● SOURCE PASSAGE
# Western hunts



## Anthony.Camaj (Oct 24, 2019)

Looking for someone who would be interested in hunting out west, I live in lapeer county, 30 years old and want to start making an a trip out west every year, elk, mule deer, antelope. None of my friends are dedicated enough to go out there. 


Sent from my iPhone using Michigan Sportsman


----------



## agatien (Mar 7, 2013)

well if you want to plan on going out west every year you will need to build up points for each state. there are over the counter elk tags in colorado but many of the other states you have to draw and build up points. once you go its a new addiction that you will have for life. once i get back i start planning when i can go back out again........come on nov 29th!!!


----------



## Anthony.Camaj (Oct 24, 2019)

agatien said:


> well if you want to plan on going out west every year you will need to build up points for each state. there are over the counter elk tags in colorado but many of the other states you have to draw and build up points. once you go its a new addiction that you will have for life. once i get back i start planning when i can go back out again........come on nov 29th!!!


Oh yea I’ve already done tons of research, last year I went to Colorado solo otc archery elk, wasn’t able to go this year due to moving, but it was very boring going alone


Sent from my iPhone using Michigan Sportsman


----------



## agatien (Mar 7, 2013)

oh i bet. the drive alone will make a guy go insane.


----------



## Forest Meister (Mar 7, 2010)

agatien said:


> oh i bet. the drive alone will make a guy go insane.


Different strokes for different folks. I enjoy the different scenery in different areas of different states. I try to vary my routes a bit too even if I plan on ending up in the same place. 

Sometimes a person has to keep an open mind to really soak in and appreciate what is outside the vehicle; like the time I was driving across Nebraska in mid October totally oblivious to anything but dry corn and cows only to have a radio announcer declare that folks should "get out and enjoy the height of the color season"! Being from Michigan, I laughed for the rest of that trip and still do whenever I think about it. To be fair, there were a few shelterbelts with a bit of red and yellow. FM


----------



## agatien (Mar 7, 2013)

Forest Meister said:


> Different strokes for different folks. I enjoy the different scenery in different areas of different states. I try to vary my routes a bit too even if I plan on ending up in the same place.

● MATERIAL
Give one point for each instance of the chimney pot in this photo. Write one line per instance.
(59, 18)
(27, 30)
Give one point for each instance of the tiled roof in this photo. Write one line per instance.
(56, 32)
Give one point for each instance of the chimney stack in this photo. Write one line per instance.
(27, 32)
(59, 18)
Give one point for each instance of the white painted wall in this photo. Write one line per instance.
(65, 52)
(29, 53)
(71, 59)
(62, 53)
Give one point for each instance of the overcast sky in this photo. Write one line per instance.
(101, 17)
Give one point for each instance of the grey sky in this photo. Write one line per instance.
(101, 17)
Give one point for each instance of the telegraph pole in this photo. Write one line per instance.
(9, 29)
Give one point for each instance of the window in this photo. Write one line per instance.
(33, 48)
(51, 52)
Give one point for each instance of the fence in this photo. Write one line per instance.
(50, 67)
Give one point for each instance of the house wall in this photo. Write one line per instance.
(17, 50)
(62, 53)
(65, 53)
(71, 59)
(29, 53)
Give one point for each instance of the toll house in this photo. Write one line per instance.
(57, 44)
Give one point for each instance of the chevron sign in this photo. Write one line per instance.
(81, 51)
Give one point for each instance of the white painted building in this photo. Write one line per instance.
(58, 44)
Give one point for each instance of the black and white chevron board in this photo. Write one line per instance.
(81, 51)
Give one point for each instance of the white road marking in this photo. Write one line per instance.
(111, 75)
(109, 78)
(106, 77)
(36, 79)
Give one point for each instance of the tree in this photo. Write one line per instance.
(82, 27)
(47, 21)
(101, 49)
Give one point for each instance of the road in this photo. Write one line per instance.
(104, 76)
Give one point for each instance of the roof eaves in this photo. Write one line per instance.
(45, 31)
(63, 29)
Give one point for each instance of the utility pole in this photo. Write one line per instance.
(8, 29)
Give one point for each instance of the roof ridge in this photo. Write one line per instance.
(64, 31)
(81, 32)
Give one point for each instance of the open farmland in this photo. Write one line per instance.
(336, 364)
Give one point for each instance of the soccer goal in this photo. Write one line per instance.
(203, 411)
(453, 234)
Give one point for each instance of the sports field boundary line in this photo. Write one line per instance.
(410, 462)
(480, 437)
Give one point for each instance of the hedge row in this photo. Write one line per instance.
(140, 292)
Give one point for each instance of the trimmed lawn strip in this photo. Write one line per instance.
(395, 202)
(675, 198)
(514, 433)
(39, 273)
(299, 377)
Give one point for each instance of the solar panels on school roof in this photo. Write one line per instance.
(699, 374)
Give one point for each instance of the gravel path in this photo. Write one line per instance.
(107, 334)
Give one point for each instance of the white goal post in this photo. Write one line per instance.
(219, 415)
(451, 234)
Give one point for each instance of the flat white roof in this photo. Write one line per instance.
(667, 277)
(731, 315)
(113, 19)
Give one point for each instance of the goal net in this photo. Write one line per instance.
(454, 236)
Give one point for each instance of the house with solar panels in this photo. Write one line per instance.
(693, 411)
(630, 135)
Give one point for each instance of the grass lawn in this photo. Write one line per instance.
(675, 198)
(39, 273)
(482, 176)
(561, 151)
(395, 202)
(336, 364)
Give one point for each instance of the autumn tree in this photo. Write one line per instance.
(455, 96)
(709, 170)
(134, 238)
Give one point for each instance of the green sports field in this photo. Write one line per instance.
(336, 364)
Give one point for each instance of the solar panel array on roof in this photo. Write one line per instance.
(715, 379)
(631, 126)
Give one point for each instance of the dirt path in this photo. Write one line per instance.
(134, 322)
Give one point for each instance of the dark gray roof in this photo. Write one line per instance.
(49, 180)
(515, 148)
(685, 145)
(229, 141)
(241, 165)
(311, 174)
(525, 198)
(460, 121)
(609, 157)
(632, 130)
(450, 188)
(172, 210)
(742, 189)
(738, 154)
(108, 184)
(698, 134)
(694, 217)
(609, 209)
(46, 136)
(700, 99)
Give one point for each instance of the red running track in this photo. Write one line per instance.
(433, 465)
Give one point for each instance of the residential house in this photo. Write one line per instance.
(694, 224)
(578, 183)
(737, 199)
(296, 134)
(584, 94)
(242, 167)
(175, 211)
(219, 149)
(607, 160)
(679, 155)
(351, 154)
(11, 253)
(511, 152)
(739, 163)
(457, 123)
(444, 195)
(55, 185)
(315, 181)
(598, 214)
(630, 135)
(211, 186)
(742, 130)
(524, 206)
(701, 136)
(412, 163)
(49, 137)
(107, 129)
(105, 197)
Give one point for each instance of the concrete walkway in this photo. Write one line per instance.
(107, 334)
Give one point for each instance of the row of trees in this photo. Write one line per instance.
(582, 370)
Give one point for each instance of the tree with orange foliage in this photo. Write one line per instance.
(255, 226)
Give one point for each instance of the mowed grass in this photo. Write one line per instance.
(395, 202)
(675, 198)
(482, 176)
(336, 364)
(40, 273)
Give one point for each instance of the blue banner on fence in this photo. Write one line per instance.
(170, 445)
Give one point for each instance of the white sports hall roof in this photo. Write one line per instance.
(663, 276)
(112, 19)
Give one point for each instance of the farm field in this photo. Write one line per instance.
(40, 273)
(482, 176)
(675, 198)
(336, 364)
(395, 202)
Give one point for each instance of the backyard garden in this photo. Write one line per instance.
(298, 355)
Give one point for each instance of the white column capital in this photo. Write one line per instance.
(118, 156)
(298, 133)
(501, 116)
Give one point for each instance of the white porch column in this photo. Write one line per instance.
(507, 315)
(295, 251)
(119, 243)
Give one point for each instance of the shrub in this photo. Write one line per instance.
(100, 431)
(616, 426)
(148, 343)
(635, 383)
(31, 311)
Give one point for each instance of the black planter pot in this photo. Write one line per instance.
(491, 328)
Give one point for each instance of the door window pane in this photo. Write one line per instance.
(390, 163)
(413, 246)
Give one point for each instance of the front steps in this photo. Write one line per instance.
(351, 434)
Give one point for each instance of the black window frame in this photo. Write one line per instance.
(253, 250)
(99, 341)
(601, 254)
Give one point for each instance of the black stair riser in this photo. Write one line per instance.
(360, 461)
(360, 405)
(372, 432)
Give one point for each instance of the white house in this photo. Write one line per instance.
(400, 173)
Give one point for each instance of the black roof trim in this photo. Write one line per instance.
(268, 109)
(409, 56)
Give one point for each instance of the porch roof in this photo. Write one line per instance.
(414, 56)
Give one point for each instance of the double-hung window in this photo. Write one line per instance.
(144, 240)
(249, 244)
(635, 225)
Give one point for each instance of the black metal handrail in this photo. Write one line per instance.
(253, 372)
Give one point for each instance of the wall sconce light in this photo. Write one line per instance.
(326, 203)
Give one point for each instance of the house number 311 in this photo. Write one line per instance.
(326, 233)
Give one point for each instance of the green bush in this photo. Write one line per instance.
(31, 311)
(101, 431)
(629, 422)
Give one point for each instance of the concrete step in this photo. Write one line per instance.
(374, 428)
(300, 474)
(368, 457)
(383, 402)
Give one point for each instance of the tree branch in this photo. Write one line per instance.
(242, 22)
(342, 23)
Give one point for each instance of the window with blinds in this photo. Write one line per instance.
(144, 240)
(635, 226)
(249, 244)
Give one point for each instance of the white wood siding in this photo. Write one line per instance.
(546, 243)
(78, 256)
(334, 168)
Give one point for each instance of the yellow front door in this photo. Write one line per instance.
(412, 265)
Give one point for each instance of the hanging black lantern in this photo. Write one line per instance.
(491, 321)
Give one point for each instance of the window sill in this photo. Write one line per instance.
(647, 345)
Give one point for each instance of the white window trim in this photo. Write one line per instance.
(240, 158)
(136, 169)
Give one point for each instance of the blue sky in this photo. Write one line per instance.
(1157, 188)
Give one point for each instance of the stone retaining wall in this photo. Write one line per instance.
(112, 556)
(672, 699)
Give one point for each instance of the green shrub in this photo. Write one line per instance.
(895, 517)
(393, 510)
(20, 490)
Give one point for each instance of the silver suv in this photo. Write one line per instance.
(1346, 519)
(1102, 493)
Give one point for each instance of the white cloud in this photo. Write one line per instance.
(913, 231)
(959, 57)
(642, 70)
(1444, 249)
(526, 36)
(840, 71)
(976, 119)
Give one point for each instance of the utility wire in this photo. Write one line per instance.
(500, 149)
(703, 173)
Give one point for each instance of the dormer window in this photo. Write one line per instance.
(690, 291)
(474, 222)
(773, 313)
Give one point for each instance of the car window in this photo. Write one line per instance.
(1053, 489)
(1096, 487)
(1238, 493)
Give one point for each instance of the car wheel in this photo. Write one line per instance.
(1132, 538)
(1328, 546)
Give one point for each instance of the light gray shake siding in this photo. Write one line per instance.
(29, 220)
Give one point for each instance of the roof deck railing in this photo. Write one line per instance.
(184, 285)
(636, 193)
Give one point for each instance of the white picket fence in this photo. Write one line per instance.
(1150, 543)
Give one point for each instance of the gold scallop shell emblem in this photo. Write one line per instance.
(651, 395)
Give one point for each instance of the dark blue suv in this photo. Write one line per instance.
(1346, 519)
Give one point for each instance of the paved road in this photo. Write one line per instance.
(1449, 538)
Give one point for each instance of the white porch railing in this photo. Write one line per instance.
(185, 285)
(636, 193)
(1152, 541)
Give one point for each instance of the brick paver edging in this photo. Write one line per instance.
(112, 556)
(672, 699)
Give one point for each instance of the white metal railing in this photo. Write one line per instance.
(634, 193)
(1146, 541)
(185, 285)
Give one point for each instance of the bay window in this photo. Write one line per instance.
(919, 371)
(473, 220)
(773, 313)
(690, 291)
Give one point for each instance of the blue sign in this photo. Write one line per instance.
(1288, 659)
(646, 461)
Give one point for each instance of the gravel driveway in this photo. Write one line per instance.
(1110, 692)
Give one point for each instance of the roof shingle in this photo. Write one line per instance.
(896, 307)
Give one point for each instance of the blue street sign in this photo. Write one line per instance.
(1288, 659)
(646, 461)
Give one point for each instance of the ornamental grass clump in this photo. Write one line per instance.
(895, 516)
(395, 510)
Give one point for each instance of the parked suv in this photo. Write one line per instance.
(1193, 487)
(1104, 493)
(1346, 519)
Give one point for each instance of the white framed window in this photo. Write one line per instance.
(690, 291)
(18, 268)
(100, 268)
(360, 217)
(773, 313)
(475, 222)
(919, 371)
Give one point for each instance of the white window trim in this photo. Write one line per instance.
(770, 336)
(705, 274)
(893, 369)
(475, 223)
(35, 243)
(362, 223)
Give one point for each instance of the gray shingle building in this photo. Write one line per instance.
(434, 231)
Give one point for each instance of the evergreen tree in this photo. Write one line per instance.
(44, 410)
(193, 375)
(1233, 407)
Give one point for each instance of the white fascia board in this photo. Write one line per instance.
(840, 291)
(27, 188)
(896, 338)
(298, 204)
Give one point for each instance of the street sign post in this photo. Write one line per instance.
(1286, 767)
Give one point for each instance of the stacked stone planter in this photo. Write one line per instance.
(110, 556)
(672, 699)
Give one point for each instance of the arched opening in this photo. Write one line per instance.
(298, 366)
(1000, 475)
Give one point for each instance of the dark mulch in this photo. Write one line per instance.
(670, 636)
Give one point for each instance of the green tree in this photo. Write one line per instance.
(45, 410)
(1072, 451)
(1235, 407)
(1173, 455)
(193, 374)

● PROBLEM A
In the forum thread, which state does agatien say has over-the-counter elk tags?
● PROBLEM B
Write out the part of the rows that opens with the line containing "Give one point for each instance of the stacked" and closes with the last of the rows, both ends included.

● TASK RESULT A
Colorado.

● TASK RESULT B
Give one point for each instance of the stacked stone planter in this photo. Write one line per instance.
(110, 556)
(672, 699)
Give one point for each instance of the arched opening in this photo. Write one line per instance.
(298, 366)
(1000, 475)
Give one point for each instance of the dark mulch in this photo. Write one line per instance.
(670, 636)
Give one point for each instance of the green tree in this photo. Write one line per instance.
(45, 410)
(1072, 451)
(1235, 407)
(1173, 455)
(193, 374)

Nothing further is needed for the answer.